> [Task to complete]:
The entries shown below should be output exactly as they appear.
__________
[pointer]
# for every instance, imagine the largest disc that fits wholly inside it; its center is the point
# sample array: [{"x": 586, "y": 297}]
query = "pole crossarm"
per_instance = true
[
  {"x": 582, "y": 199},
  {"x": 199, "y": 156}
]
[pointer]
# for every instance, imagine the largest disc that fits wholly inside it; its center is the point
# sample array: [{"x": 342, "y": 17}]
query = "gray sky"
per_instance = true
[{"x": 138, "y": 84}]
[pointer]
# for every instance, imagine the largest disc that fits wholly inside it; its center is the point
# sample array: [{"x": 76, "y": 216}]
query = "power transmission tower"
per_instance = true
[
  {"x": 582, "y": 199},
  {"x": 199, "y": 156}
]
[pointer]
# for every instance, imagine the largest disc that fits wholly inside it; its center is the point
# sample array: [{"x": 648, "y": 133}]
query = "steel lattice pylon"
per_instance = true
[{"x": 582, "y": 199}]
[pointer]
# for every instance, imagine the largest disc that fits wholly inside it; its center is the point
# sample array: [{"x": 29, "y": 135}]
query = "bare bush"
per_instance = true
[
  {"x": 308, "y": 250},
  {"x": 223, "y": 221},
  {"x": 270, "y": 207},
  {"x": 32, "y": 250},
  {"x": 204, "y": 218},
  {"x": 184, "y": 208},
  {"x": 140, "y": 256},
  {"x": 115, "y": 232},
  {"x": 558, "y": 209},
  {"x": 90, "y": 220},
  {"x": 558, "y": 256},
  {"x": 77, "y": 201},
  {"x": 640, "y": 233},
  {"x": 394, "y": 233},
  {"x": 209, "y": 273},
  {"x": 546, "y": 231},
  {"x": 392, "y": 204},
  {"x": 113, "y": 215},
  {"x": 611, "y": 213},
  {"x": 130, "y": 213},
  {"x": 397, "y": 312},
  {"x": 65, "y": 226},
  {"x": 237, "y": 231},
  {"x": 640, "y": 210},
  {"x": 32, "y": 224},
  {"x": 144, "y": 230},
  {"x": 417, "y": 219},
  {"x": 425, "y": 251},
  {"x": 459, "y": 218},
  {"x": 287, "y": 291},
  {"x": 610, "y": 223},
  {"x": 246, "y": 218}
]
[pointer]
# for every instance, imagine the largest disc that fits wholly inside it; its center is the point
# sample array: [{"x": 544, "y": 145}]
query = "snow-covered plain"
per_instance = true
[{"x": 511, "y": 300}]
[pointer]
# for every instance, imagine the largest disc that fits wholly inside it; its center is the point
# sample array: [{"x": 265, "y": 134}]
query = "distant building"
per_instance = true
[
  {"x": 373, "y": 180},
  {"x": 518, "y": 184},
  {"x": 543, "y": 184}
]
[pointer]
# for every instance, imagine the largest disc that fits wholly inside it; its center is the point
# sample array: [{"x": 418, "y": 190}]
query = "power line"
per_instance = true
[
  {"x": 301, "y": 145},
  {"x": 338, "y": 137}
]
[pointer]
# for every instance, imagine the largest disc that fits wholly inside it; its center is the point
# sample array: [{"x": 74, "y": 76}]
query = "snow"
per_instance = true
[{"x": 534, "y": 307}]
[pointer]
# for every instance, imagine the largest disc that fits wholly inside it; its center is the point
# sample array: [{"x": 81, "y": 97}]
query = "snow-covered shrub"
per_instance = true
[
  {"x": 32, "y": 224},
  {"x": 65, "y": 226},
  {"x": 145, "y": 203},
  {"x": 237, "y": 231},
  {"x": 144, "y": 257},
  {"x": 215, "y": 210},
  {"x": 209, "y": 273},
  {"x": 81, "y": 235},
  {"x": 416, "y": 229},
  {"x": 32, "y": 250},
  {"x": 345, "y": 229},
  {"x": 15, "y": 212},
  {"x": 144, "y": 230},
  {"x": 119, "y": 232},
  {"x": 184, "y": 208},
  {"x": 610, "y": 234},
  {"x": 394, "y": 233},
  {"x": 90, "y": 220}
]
__________
> [Answer to the problem]:
[pointer]
# for every instance, imagine the largest disc that fits wholly inside it; its center is the point
# sample array: [{"x": 586, "y": 297}]
query = "pole crossarm"
per_instance = true
[
  {"x": 582, "y": 199},
  {"x": 199, "y": 156}
]
[pointer]
# for every instance, imagine the largest disc that fits wholly inside it; its center is the point
# sample array: [{"x": 342, "y": 17}]
query = "gray sky"
per_instance = true
[{"x": 138, "y": 84}]
[pointer]
# for every instance, imagine the largest disc that fits wholly inside it; its center is the point
# sample array: [{"x": 76, "y": 216}]
query = "power transmission tower"
per_instance = true
[
  {"x": 582, "y": 199},
  {"x": 199, "y": 156}
]
[pointer]
# for every instance, imagine the largest disc that fits wholly inside it; its center is the point
# sample array: [{"x": 648, "y": 133}]
query = "steel lattice pylon"
per_instance = true
[{"x": 582, "y": 199}]
[pointer]
# for every instance, imagine the largest disc that fits wholly inside it; its center is the point
# sample array: [{"x": 29, "y": 135}]
query = "bare bush"
per_instance = true
[
  {"x": 308, "y": 250},
  {"x": 223, "y": 221},
  {"x": 270, "y": 207},
  {"x": 32, "y": 250},
  {"x": 204, "y": 218},
  {"x": 184, "y": 208},
  {"x": 140, "y": 256},
  {"x": 115, "y": 232},
  {"x": 558, "y": 209},
  {"x": 90, "y": 220},
  {"x": 558, "y": 256},
  {"x": 77, "y": 201},
  {"x": 640, "y": 233},
  {"x": 394, "y": 233},
  {"x": 209, "y": 273},
  {"x": 546, "y": 231},
  {"x": 392, "y": 204},
  {"x": 113, "y": 215},
  {"x": 611, "y": 213},
  {"x": 130, "y": 213},
  {"x": 397, "y": 312},
  {"x": 65, "y": 226},
  {"x": 237, "y": 231},
  {"x": 640, "y": 210},
  {"x": 32, "y": 224},
  {"x": 144, "y": 230},
  {"x": 417, "y": 219},
  {"x": 425, "y": 251},
  {"x": 459, "y": 218},
  {"x": 287, "y": 291},
  {"x": 610, "y": 223},
  {"x": 246, "y": 218}
]
[pointer]
# for every instance, imagine the largest disc that fits wholly inside it; its center is the point
# sample array: [{"x": 544, "y": 145}]
query = "snow-covered plain"
per_instance = true
[{"x": 511, "y": 300}]
[pointer]
# for every instance, imagine the largest disc that fits wholly inside it; its center is the point
# sample array: [{"x": 265, "y": 134}]
query = "distant building"
per_instance = true
[
  {"x": 373, "y": 180},
  {"x": 518, "y": 184},
  {"x": 543, "y": 184}
]
[pointer]
# for every instance, imagine the largest disc that fits wholly inside it; its center is the point
# sample array: [{"x": 418, "y": 190}]
query = "power line"
per_instance = true
[
  {"x": 301, "y": 145},
  {"x": 338, "y": 137}
]
[pointer]
# for every instance, imagine the largest disc that fits wholly inside it; its center is the point
# sample array: [{"x": 74, "y": 76}]
query = "snow"
per_instance = true
[{"x": 534, "y": 307}]
[pointer]
# for every instance, imagine the largest disc that fits wholly inside it; its center is the point
# sample array: [{"x": 81, "y": 97}]
query = "snow-covered shrub"
per_instance = true
[
  {"x": 32, "y": 224},
  {"x": 65, "y": 226},
  {"x": 145, "y": 203},
  {"x": 237, "y": 231},
  {"x": 144, "y": 257},
  {"x": 215, "y": 210},
  {"x": 209, "y": 273},
  {"x": 81, "y": 235},
  {"x": 416, "y": 229},
  {"x": 32, "y": 250},
  {"x": 345, "y": 229},
  {"x": 15, "y": 212},
  {"x": 144, "y": 230},
  {"x": 119, "y": 232},
  {"x": 184, "y": 208},
  {"x": 610, "y": 234},
  {"x": 394, "y": 233},
  {"x": 90, "y": 220}
]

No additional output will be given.